§ Exercise:
Continue the text on antimicrobial resistance risks below, picking up after its final bullet point rather than from any of the rows that follow it.

§ Reading passage:
• • • •
Antimicrobial resistance – risks at home
- Over three million surgical operations and cancer treatments a year could become life
threatening without antibiotics. - Despite the clear risks of antibiotic resistance, antibiotics are still being used unnecessarily, jeopardising their use in critical procedures.
- Antibiotic resistant bloodstream infections continue to rise in England.
- However bloodstream infections have continued to rise: microbiology laboratories are detecting increased numbers of bacteria with resistance in key bug-drug combinations between 2016 and 2017.
- After antibiotic treatment for a urinary tract infection children have 13 times the odds of having a drug resistant strain if they get a subsequent urinary infection in the next 6 months.
- After antibiotic treatment for a urinary tract infection or respiratory tract infection adults have up to 3 times the odds of a drug resistant infection if they have another infection in subsequent months. This effect peaks at one month.
Antimicrobial resistance – global risks
- By 2050, deaths attributable to antimicrobial resistance (AMR) could be as high as 10 million a year.
• • • •
§ Extracted records:
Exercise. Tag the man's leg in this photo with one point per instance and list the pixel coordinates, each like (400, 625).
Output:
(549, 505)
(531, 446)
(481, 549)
• • • •
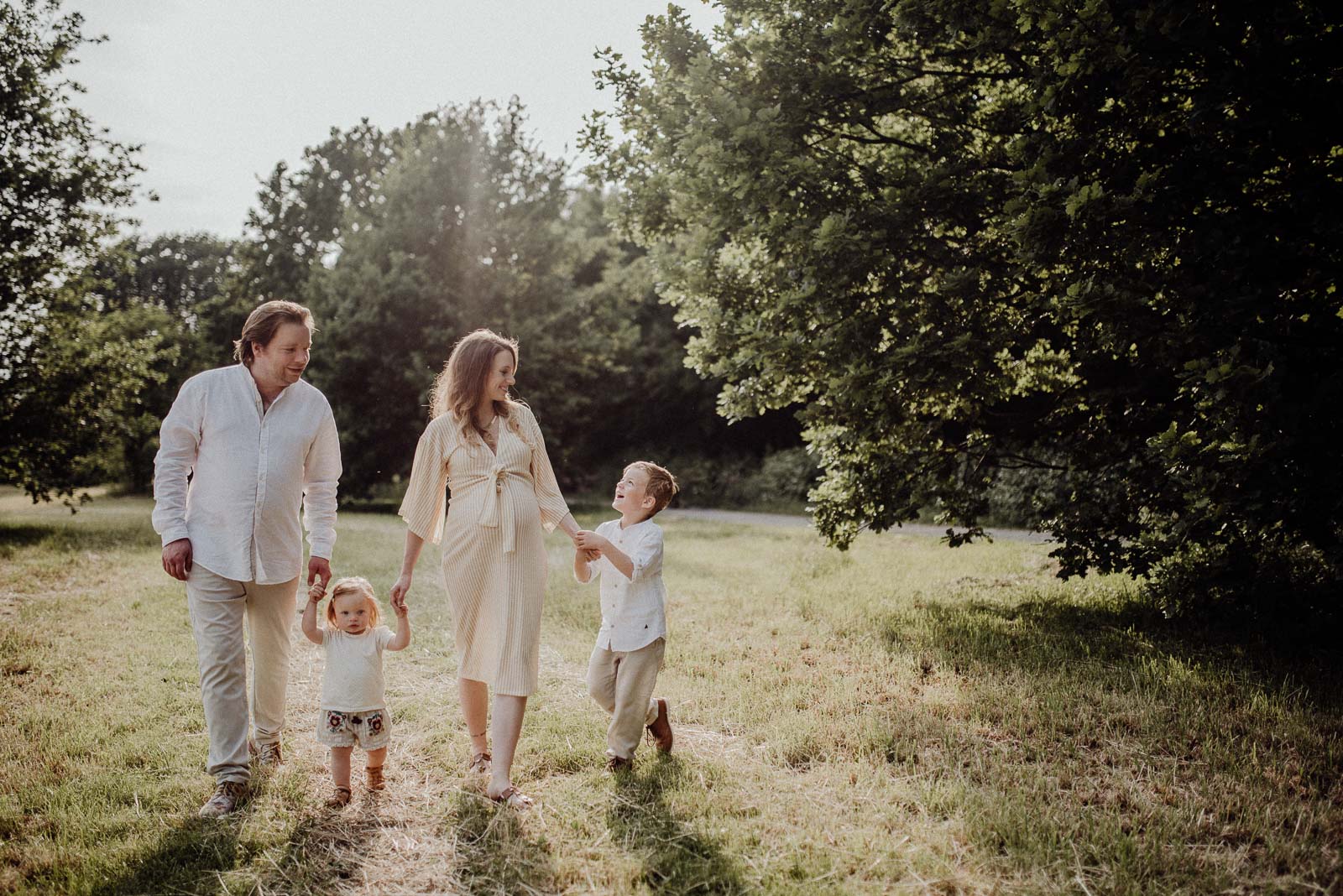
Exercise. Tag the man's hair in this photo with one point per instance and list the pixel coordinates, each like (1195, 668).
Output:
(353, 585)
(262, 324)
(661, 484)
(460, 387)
• • • •
§ Output of the exercise:
- A failure to address antibiotic resistance could cost £66 trillion in lost productivity to the global economy.
- Experts predict that in just over 30 years antibiotic resistance will kill more people worldwide than cancer and diabetes combined.
- Antibiotic resistance adds over £1 billion to hospital treatment and societal costs in the EU.
- From the 1930s to the 1960s, 14 classes of antibiotic were introduced, but since 1968 there have been only five new drug classes developed. Since 1984, no new registered
classes of antibiotics for human treatment have been developed. - Three cases of extreme drug resistant gonorrhoea have now been detected globally- two in Australia, one in England.